▶ Exercise aim: Beginning with the line where "each like (546,211)." appears, restate the lines word for word through the last one in the listing.

▶ Source records:

○ ○ ○ ○ ○

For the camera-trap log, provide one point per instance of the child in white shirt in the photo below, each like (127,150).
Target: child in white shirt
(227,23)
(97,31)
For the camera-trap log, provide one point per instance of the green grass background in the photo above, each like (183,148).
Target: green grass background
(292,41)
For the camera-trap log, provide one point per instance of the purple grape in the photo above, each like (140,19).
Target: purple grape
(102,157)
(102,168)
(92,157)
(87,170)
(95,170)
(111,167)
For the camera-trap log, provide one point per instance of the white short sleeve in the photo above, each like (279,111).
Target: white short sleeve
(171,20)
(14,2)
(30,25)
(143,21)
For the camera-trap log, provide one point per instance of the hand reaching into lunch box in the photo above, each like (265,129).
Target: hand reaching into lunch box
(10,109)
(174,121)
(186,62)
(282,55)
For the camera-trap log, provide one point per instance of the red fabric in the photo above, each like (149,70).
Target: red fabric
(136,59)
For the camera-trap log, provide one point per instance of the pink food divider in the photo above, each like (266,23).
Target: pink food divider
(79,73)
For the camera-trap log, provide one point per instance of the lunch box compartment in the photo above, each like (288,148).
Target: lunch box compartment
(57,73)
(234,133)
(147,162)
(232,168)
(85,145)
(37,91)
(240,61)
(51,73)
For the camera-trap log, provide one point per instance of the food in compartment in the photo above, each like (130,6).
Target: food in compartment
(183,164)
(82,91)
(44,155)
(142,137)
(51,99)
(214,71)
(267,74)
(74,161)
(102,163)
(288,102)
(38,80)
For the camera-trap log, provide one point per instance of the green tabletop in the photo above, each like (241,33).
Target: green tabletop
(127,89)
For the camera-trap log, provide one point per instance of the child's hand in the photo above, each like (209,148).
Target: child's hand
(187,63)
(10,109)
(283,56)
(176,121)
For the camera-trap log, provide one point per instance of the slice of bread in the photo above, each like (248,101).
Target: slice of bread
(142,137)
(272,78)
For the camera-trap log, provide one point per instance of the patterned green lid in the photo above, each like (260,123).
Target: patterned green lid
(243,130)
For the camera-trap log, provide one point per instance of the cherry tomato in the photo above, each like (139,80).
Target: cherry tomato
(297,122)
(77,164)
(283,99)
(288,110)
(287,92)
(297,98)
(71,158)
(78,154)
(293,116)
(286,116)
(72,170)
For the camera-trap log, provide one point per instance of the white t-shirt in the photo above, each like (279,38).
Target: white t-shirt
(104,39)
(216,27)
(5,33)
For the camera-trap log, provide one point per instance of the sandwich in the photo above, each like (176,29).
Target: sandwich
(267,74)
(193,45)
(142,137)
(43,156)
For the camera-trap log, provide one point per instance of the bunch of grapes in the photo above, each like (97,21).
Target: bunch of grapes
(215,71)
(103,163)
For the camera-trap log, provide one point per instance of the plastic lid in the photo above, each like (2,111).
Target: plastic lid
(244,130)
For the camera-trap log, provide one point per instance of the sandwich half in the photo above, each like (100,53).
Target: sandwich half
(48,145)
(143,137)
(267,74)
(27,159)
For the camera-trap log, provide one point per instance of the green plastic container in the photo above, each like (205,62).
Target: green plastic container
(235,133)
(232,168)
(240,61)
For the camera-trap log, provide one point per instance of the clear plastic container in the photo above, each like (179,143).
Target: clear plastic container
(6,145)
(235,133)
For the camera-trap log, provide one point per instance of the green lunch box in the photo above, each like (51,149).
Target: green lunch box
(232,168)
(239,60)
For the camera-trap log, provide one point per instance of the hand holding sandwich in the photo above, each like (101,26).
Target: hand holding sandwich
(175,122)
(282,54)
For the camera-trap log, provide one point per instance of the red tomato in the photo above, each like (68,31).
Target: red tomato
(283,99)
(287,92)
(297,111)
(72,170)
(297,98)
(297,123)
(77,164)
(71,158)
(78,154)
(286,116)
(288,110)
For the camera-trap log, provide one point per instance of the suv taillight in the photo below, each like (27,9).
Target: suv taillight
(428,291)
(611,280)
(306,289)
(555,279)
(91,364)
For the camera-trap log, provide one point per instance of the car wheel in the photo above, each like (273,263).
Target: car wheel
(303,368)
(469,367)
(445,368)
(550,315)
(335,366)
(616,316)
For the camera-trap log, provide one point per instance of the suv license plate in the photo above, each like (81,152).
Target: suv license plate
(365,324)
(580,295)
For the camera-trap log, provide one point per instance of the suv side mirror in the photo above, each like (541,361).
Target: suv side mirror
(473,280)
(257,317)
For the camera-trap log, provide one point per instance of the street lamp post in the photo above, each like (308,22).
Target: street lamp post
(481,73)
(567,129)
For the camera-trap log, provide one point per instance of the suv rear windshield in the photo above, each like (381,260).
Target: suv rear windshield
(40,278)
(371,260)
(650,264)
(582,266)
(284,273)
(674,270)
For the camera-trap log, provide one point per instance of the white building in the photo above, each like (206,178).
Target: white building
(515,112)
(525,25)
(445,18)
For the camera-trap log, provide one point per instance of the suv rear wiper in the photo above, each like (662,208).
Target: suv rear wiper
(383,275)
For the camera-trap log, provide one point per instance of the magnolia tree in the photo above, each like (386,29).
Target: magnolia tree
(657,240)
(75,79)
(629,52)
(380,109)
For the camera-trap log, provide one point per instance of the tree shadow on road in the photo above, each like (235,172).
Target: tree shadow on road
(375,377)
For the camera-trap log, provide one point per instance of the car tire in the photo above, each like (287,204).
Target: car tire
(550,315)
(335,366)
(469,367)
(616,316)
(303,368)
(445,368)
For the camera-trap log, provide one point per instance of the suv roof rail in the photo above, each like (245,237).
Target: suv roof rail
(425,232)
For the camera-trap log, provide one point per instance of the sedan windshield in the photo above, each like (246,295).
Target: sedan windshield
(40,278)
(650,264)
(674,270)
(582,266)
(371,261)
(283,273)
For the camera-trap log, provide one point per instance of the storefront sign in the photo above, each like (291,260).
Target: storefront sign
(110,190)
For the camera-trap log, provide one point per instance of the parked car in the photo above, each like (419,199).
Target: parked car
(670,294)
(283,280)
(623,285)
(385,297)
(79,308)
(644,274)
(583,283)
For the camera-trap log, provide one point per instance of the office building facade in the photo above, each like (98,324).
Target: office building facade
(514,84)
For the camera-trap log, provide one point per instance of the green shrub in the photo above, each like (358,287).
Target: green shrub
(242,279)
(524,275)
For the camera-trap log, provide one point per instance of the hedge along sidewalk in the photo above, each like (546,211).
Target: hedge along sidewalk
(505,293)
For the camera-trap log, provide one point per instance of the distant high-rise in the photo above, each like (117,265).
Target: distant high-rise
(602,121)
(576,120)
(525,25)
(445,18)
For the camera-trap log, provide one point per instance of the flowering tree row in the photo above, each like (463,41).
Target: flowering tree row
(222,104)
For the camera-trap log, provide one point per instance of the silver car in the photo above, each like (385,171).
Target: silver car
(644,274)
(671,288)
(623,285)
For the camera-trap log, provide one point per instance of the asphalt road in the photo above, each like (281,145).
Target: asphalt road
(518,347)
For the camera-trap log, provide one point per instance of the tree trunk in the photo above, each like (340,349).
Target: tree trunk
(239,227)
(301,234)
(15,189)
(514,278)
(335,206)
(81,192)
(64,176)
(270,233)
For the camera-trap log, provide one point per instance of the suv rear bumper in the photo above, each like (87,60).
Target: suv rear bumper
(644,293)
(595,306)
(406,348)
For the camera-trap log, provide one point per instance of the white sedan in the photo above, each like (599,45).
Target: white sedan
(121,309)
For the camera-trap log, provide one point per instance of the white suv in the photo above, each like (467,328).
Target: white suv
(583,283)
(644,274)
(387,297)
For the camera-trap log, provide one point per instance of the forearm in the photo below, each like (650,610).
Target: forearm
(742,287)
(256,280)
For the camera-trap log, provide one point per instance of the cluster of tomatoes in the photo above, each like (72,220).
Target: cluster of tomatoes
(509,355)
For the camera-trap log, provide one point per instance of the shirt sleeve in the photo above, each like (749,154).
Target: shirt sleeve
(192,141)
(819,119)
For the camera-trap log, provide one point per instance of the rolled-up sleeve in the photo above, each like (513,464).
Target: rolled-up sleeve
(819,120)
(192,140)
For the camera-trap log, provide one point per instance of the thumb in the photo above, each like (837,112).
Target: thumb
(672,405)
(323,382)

○ ○ ○ ○ ○

▶ The completed task:
For the camera-trap log, provide one point per instance of the hedge along sidewalk in the photo above, each like (546,211).
Target: hedge along sidewalk
(505,293)
For the camera-trap log, provide one point per instance of the distant high-rise in the photo above, each like (117,265).
Target: distant high-rise
(602,121)
(576,120)
(525,25)
(445,18)
For the camera-trap log, provide one point per instance of the flowering tree row in the photo above, each like (463,41).
Target: flowering tree row
(222,104)
For the camera-trap log, provide one point per instance of the silver car in the photo above, each like (385,171).
Target: silver car
(644,274)
(671,288)
(623,285)
For the camera-trap log, provide one point per instance of the asphalt road in the photo above, each like (281,145).
Target: asphalt road
(518,347)
For the camera-trap log, provide one point per instance of the tree trunk in the photo above, each like (340,349).
Target: tree trunk
(239,227)
(301,234)
(15,189)
(514,278)
(335,206)
(81,192)
(64,176)
(270,233)
For the camera-trap log, provide one point per instance of the suv rear bumper in the photo above, each like (87,60).
Target: suv rear bumper
(644,293)
(595,306)
(406,348)
For the camera-trap log, provide one point per instance of the white sedan in the photo above, each like (599,45).
Target: white sedan
(121,309)
For the camera-trap log, provide one point per instance of the white suv in the photo above, each like (467,328).
Target: white suv
(583,283)
(644,274)
(387,297)
For the camera-trap log, provide one point per instance of the forearm in the photo below, each like (650,610).
Target: forearm
(742,287)
(256,280)
For the camera-trap log, provide one point per instance of the cluster of tomatoes in the photo above, each like (72,220).
Target: cluster of tomatoes
(509,355)
For the camera-trap log, provide one point per instance of the shirt sleeve in the photo above, each like (749,154).
Target: shirt sleeve
(192,141)
(819,119)
For the camera-trap log, provide one point per instance of the rolled-up sleeve in the photo above, each like (513,464).
Target: rolled-up sleeve
(819,120)
(192,140)
For the camera-trap log, provide one point per instance of the thumb in the photo above, each like (837,112).
Target: thumb
(672,405)
(323,382)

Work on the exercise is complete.